▶ **Compito assegnato A**
Trasforma in una lista numerata le righe dell'elenco, saltando quelle vuote. Comincia dalla prima riga dell'elenco e fermati dopo la riga che contiene "top-left (322, 176), bottom-right (381, 290)", includendo entrambe.

▶ **Brano da leggere**
★ ★ ★ ★
Ismail ha 18 anni. E’ del Benin e di lui conosciamo la sua vita a grandi linee. Anche se viviamo insieme già da tanto tempo, da ottobre dell’altro anno.
Perché grandi linee? Perché la sua vita è fatta di un prima e di un dopo. Prima quando aveva la famiglia e poi quando a 11 anni l’ha perduta e ha intrapreso strade che alla fine l’hanno portato dalla Libia a Lampedusa e poi a Bologna.

La sua infanzia era felice e molto simile alla nostra. Il padre non voleva andasse al fiume che scorreva nel villaggio perché Ismail non sapeva nuotare. La stessa raccomandazione che era di mia madre che mi impediva di raggiungere il fiume per le stesse ragioni.
Un’infanzia felice si può raccontare e allora so di lui che è hausà che sulla fronte ha una piccola cicatrice che è il segno distintivo della sua tribù, che frequentava la scuola coranica da quando aveva 3 anni e che nella scuola privata dove si parlava il francese erano 50 ragazzini.
Racconti attorno all’atlante di casa, anche google earth certo ma Ismail preferisce la carta.
★ ★ ★ ★
▶ **Un blocco di dati**

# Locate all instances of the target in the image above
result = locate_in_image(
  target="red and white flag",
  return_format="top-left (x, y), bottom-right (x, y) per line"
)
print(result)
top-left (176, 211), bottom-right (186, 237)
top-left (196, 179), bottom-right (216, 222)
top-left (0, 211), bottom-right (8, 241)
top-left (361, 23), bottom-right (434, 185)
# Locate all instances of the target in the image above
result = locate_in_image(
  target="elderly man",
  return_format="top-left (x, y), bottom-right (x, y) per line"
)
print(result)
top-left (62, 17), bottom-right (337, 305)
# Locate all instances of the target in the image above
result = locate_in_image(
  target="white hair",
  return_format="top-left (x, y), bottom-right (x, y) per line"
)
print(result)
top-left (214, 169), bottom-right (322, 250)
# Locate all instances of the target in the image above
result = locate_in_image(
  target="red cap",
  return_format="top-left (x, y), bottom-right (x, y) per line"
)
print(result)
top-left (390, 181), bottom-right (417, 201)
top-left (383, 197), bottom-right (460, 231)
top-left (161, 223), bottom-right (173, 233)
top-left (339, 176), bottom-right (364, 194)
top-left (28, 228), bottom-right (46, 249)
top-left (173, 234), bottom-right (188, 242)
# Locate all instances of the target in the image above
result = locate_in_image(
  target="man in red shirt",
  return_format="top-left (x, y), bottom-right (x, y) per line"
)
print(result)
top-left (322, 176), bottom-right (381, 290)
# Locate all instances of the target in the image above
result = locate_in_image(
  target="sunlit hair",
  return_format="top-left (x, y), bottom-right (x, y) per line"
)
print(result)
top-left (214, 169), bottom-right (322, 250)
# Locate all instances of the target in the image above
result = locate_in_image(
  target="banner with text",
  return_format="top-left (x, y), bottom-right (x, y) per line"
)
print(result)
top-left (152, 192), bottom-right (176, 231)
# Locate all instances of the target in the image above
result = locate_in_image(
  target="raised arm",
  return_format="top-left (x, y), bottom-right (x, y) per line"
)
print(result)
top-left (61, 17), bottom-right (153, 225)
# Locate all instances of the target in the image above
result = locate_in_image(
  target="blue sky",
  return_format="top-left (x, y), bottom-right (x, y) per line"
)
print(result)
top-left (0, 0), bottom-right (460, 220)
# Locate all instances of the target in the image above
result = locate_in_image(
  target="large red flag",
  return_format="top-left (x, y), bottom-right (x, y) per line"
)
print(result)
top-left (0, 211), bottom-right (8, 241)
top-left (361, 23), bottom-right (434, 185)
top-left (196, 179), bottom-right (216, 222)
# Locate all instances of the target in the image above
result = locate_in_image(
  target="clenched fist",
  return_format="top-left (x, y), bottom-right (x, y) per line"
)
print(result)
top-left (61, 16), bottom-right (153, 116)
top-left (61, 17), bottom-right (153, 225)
★ ★ ★ ★
▶ **Compito assegnato B**
Stampa per intero il brano su Ismail, senza cambiare nulla.

▶ **Risultato completo A**
1. # Locate all instances of the target in the image above
2. result = locate_in_image(
3.   target="red and white flag",
4.   return_format="top-left (x, y), bottom-right (x, y) per line"
5. )
6. print(result)
7. top-left (176, 211), bottom-right (186, 237)
8. top-left (196, 179), bottom-right (216, 222)
9. top-left (0, 211), bottom-right (8, 241)
10. top-left (361, 23), bottom-right (434, 185)
11. # Locate all instances of the target in the image above
12. result = locate_in_image(
13.   target="elderly man",
14.   return_format="top-left (x, y), bottom-right (x, y) per line"
15. )
16. print(result)
17. top-left (62, 17), bottom-right (337, 305)
18. # Locate all instances of the target in the image above
19. result = locate_in_image(
20.   target="white hair",
21.   return_format="top-left (x, y), bottom-right (x, y) per line"
22. )
23. print(result)
24. top-left (214, 169), bottom-right (322, 250)
25. # Locate all instances of the target in the image above
26. result = locate_in_image(
27.   target="red cap",
28.   return_format="top-left (x, y), bottom-right (x, y) per line"
29. )
30. print(result)
31. top-left (390, 181), bottom-right (417, 201)
32. top-left (383, 197), bottom-right (460, 231)
33. top-left (161, 223), bottom-right (173, 233)
34. top-left (339, 176), bottom-right (364, 194)
35. top-left (28, 228), bottom-right (46, 249)
36. top-left (173, 234), bottom-right (188, 242)
37. # Locate all instances of the target in the image above
38. result = locate_in_image(
39.   target="man in red shirt",
40.   return_format="top-left (x, y), bottom-right (x, y) per line"
41. )
42. print(result)
43. top-left (322, 176), bottom-right (381, 290)

▶ **Risultato completo B**
Ismail ha 18 anni. E’ del Benin e di lui conosciamo la sua vita a grandi linee. Anche se viviamo insieme già da tanto tempo, da ottobre dell’altro anno.
Perché grandi linee? Perché la sua vita è fatta di un prima e di un dopo. Prima quando aveva la famiglia e poi quando a 11 anni l’ha perduta e ha intrapreso strade che alla fine l’hanno portato dalla Libia a Lampedusa e poi a Bologna.

La sua infanzia era felice e molto simile alla nostra. Il padre non voleva andasse al fiume che scorreva nel villaggio perché Ismail non sapeva nuotare. La stessa raccomandazione che era di mia madre che mi impediva di raggiungere il fiume per le stesse ragioni.
Un’infanzia felice si può raccontare e allora so di lui che è hausà che sulla fronte ha una piccola cicatrice che è il segno distintivo della sua tribù, che frequentava la scuola coranica da quando aveva 3 anni e che nella scuola privata dove si parlava il francese erano 50 ragazzini.
Racconti attorno all’atlante di casa, anche google earth certo ma Ismail preferisce la carta.